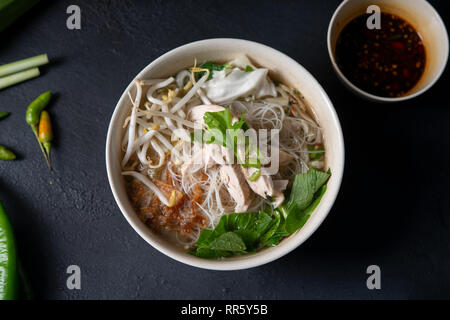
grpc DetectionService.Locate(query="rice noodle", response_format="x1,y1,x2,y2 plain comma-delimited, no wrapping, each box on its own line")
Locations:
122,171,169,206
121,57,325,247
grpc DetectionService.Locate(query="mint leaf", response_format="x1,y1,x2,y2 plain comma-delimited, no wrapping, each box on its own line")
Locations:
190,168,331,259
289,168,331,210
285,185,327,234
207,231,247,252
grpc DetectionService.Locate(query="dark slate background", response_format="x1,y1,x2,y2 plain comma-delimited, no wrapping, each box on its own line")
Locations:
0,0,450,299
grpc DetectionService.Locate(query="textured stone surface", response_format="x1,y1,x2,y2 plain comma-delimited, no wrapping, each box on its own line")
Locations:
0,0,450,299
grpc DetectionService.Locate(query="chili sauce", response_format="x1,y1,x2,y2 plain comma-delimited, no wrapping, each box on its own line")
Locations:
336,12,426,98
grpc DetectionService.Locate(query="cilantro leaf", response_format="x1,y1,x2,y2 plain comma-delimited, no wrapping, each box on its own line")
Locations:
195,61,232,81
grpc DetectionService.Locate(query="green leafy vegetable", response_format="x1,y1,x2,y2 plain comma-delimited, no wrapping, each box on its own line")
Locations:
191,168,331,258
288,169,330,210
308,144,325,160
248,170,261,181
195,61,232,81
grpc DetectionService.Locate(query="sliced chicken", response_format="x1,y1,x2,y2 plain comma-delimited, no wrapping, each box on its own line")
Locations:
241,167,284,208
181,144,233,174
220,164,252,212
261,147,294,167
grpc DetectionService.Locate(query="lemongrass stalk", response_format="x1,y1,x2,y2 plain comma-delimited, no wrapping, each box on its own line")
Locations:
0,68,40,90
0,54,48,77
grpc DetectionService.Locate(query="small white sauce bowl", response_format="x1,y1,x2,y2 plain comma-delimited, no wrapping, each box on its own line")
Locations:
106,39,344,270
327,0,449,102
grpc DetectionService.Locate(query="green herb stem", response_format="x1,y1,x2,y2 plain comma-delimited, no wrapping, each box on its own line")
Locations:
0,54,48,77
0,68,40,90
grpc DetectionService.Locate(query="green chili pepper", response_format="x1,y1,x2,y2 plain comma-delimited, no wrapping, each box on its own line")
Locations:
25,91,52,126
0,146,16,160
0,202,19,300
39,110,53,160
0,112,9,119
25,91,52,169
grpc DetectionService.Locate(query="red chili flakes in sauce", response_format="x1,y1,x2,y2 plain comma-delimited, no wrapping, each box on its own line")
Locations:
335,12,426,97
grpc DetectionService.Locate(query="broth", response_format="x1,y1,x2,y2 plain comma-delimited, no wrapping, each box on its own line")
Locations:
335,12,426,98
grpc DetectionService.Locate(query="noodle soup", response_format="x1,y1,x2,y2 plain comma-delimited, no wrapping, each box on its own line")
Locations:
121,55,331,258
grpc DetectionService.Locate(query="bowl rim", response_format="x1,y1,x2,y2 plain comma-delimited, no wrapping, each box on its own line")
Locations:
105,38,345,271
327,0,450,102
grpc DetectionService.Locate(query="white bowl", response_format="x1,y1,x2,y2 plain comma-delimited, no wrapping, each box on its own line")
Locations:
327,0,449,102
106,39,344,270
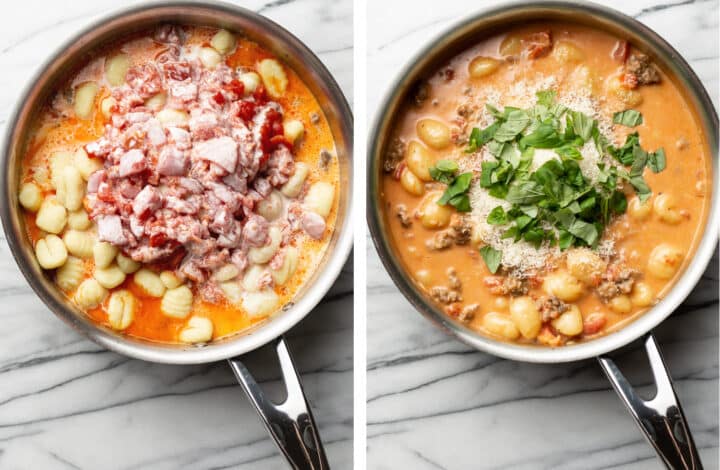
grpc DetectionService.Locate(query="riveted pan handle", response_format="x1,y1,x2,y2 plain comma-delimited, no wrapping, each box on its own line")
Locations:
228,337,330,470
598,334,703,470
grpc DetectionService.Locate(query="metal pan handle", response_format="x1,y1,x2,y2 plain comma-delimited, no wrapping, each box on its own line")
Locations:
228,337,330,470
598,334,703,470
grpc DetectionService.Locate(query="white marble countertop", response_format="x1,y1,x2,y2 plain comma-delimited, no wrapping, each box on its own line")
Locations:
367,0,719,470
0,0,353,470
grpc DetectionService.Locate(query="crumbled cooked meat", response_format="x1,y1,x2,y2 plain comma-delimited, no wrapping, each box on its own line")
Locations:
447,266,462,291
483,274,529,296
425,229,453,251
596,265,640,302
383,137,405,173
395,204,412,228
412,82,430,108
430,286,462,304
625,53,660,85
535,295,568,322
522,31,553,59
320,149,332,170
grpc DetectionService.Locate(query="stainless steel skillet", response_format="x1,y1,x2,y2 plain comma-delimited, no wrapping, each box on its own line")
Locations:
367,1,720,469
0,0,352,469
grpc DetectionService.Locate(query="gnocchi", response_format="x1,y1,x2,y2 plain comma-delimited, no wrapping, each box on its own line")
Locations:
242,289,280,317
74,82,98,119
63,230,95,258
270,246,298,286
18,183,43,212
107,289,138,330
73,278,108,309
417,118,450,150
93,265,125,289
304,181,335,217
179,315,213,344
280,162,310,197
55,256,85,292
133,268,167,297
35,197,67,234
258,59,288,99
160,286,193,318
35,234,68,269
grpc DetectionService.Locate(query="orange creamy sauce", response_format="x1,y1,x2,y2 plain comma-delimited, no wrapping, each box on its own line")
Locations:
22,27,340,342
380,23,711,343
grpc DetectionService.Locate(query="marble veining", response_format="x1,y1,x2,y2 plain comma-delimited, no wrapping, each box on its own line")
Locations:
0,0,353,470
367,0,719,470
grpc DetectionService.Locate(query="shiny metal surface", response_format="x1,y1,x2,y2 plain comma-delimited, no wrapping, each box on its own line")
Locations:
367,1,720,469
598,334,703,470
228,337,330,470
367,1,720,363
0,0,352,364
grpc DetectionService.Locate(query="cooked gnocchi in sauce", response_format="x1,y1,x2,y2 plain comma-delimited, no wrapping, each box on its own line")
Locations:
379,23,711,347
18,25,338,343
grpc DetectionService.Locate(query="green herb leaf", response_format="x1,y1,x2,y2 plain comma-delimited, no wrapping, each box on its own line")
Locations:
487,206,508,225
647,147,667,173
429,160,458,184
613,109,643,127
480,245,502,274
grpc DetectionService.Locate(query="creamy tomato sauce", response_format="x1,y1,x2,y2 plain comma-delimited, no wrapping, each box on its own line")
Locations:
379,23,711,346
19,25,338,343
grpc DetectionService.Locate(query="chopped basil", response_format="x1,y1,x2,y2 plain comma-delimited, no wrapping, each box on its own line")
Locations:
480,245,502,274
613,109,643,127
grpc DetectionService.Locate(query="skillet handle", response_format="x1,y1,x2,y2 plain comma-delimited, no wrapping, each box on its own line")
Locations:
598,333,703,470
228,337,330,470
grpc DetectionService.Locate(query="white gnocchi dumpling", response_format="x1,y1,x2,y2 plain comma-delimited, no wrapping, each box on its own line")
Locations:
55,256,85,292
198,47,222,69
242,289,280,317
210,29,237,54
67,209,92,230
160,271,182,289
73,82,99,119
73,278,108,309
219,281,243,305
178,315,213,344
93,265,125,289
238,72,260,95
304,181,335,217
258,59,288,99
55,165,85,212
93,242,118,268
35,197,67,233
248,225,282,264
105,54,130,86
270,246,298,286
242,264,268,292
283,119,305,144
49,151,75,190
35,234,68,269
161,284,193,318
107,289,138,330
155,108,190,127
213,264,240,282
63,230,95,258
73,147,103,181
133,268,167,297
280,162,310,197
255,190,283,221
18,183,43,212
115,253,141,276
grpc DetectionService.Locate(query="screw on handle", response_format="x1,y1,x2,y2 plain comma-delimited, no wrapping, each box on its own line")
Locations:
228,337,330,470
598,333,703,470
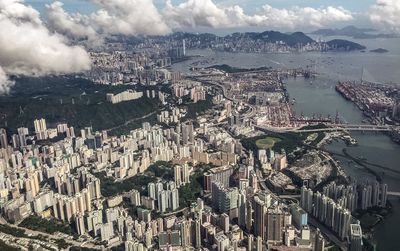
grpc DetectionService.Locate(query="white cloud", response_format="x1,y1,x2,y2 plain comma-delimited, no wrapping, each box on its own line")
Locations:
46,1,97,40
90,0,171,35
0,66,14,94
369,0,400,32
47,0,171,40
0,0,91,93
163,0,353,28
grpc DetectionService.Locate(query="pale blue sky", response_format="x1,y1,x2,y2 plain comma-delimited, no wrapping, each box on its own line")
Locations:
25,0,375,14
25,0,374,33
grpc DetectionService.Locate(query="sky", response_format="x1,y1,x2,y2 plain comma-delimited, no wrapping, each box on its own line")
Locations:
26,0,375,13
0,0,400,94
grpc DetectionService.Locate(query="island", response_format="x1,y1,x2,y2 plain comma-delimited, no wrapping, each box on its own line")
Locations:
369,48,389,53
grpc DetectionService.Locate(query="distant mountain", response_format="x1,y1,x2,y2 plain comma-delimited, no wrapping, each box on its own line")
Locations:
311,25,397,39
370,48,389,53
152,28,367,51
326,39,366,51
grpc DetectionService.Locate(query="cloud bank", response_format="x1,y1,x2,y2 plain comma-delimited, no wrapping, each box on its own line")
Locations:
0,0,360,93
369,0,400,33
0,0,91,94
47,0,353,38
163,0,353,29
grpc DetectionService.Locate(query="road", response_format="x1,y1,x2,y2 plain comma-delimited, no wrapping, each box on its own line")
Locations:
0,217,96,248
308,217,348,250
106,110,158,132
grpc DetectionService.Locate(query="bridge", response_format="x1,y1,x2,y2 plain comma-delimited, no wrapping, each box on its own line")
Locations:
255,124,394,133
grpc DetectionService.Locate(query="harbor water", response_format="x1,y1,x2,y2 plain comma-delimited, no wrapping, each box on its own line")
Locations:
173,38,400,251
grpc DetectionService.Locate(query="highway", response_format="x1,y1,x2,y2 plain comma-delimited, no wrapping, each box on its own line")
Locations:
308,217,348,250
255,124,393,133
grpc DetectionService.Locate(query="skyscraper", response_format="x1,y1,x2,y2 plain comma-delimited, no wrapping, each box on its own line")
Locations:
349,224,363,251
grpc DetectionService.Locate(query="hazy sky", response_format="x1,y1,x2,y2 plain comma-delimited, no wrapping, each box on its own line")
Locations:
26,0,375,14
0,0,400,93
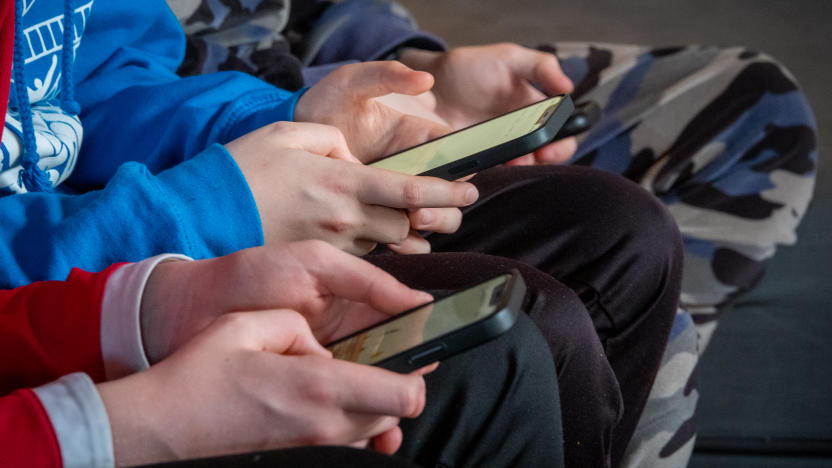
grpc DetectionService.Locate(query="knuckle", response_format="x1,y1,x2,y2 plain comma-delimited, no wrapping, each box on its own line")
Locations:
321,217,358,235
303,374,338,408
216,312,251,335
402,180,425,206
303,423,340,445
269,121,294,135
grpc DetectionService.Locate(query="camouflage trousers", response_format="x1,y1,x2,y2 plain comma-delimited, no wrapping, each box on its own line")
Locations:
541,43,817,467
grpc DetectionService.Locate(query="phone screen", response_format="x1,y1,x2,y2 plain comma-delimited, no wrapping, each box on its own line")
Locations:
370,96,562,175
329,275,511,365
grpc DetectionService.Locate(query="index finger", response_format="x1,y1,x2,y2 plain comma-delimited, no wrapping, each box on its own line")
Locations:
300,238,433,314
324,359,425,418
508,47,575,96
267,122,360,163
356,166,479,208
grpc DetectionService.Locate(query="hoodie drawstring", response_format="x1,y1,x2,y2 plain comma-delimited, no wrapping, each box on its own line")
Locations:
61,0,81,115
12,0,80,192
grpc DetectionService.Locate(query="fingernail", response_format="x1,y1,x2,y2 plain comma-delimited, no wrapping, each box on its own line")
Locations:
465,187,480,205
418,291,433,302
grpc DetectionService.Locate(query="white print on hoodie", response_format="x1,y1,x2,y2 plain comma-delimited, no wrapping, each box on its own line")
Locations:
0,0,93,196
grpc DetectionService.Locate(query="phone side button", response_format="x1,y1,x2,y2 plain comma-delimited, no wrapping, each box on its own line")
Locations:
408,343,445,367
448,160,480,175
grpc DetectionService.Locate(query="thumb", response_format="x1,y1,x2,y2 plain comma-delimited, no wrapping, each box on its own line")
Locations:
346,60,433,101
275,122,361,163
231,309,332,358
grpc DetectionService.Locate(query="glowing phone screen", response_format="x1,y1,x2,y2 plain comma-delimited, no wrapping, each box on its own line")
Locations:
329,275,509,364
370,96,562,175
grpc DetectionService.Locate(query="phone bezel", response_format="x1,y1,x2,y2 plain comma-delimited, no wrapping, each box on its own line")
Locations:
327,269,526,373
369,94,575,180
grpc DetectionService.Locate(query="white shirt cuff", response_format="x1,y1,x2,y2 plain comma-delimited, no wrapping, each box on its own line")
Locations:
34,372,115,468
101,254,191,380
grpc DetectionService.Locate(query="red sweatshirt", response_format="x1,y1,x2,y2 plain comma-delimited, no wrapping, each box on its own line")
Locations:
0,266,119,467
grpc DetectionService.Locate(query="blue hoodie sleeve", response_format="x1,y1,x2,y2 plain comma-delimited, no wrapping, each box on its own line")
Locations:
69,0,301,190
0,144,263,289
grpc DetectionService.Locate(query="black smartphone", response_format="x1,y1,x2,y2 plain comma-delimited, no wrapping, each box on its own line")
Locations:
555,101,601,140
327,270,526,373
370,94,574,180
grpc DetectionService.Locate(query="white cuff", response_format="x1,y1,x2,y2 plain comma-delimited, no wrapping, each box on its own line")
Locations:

+++++

WHAT YOU HAVE TO DO =>
Please identify every line in the listing above that contains the string "herb", and copy each of those lines. Case counts.

ANSWER TO THIS PROBLEM =>
grpc DetectionService.Locate(query="green herb stem", response_format="x1,y1,x2,y2 plain comma-delimited, no wrapping, each box on its own line")
grpc DetectionService.Locate(query="green herb leaf", response_format="x1,y1,x2,y2 plain comma-delimited, no wrapping, each box on its own line")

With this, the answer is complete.